= WHAT IS EXPECTED =
Please express the material below as a two-column CSV headed request and answer, with one row for each text and the answer that follows it. Put every field in double quotes, turn line breaks into spaces, and leave out the pictures.

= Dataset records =
+---+

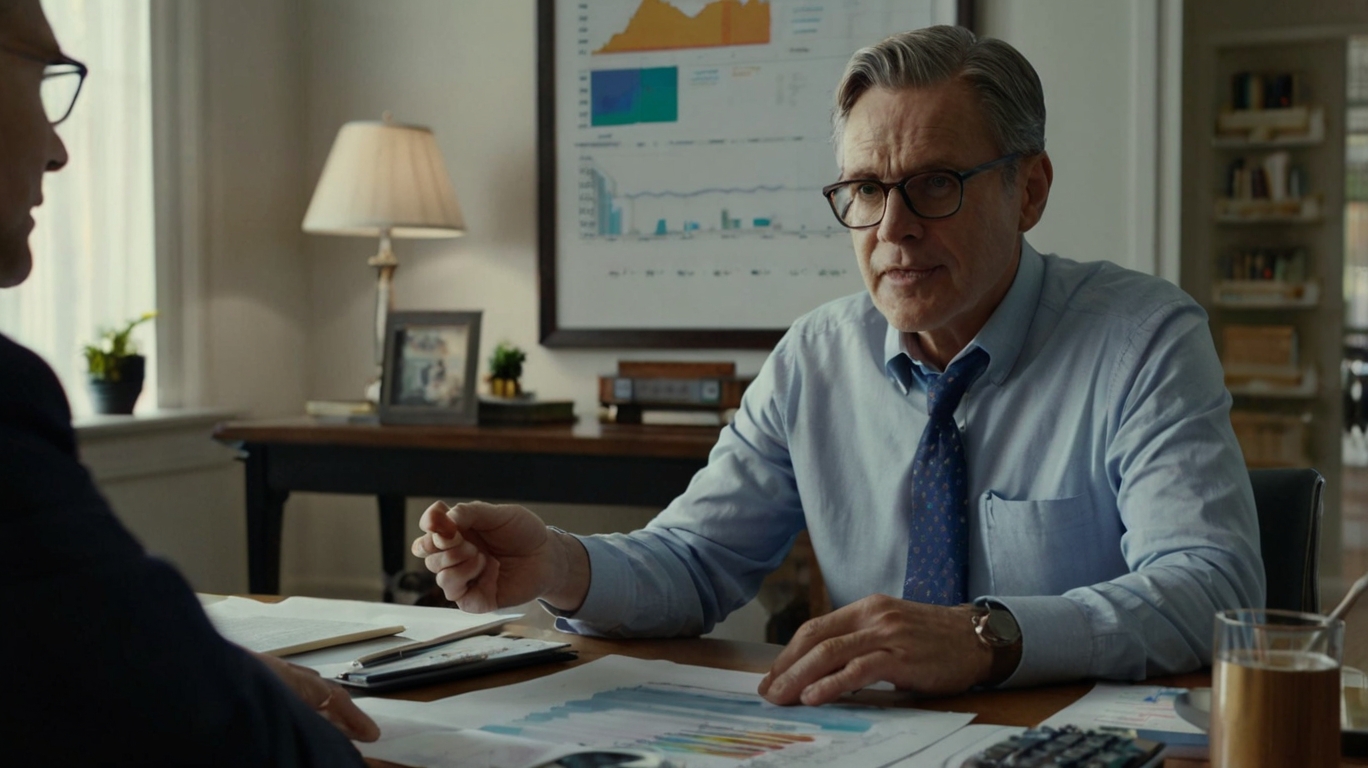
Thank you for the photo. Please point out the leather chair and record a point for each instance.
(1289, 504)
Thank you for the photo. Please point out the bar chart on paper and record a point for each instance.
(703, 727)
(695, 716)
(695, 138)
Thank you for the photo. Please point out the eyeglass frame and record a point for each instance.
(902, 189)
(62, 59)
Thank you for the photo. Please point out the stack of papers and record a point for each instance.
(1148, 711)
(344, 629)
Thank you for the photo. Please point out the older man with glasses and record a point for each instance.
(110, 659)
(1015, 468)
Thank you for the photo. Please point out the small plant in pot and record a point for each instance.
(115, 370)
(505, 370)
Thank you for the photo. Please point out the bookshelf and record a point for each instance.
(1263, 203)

+---+

= ANSWER =
request,answer
"Thank you for the photo. Please point out the leather chair and record a point for each instance.","(1289, 504)"
"Thank you for the photo. Please point out the bar chart on paper and record a point for each instance.","(703, 727) (695, 716) (695, 138)"
"Thank you for the photo. Please point out the eyeglass frame and record a point for each instance.","(902, 189) (62, 59)"
"Thank you for the photo. Please point out the stack of papers and record a point for each instance.","(1148, 711) (344, 629)"
"Thank you for the photo. Please point out the older man with glasses and record a point for each instance.","(110, 659) (1015, 468)"
"Thank you for the photo. Please point out the small plant in pot and record a point for each instance.","(115, 370) (505, 370)"
"Thank you for the photo. Please point out the bookshelf and record a point for each instance.","(1263, 203)"